=== PROVIDED TEXT ===
━━━━━━━━━━

Re: [VOTE] KIP-159: Introducing Rich functions to Streams

Guozhang Wang Thu, 09 Nov 2017 16:07:19 -0800

Hello Jan,

Regarding your question about caching: today we keep the record context
with the cached entry already so when we flush the cache which may generate
new records forwarding we will set the record context appropriately; and
then after the flush is completed we will reset the context to the record
before the flush happens. But I think when Jeyhun did the PR it is a good
time to double check on such stages to make sure we are not introducing any
regressions.



Guozhang


On Mon, Nov 6, 2017 at 8:54 PM, Jan Filipiak <jan.filip...@trivago.com>
wrote:

> I Aggree completely.
>
> Exposing this information in a place where it has no _natural_ belonging
> might really be a bad blocker in the long run.
>
> Concerning your first point. I would argue its not to hard to have a user
> keep track of these. If we still don't want the user
> to keep track of these I would argue that all > projection only <
> transformations on a Source-backed KTable/KStream
> could also return a Ktable/KStream instance of the type we return from the
> topology builder.

━━━━━━━━━━

=== YOUR TASKS ===
(1) Modify the passage of the KIP-159 vote reply from "On Mon, Nov" up to and including "the long run." by replacing "blocker" with "obstacle".
(2) In the KIP-159 vote reply, what is already kept with the cached entry?

=== COLLECTED MATERIAL ===

━━━━━━━━━━

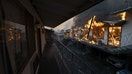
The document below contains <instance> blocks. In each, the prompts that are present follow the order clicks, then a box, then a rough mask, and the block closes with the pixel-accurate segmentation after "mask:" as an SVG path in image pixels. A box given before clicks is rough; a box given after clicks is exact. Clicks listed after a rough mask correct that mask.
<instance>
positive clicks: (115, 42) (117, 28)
mask: <svg viewBox="0 0 132 74" xmlns="http://www.w3.org/2000/svg"><path fill="white" fill-rule="evenodd" d="M120 33H121V27H110V28H109V42H108V44H109V45H113V46H119V45H120Z"/></svg>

━━━━━━━━━━

=== PER-TASK OUTPUTS ===
(1)
On Mon, Nov 6, 2017 at 8:54 PM, Jan Filipiak <jan.filip...@trivago.com>
wrote:

> I Aggree completely.
>
> Exposing this information in a place where it has no _natural_ belonging
> might really be a bad obstacle in the long run.

(2) The record context is kept with the cached entry.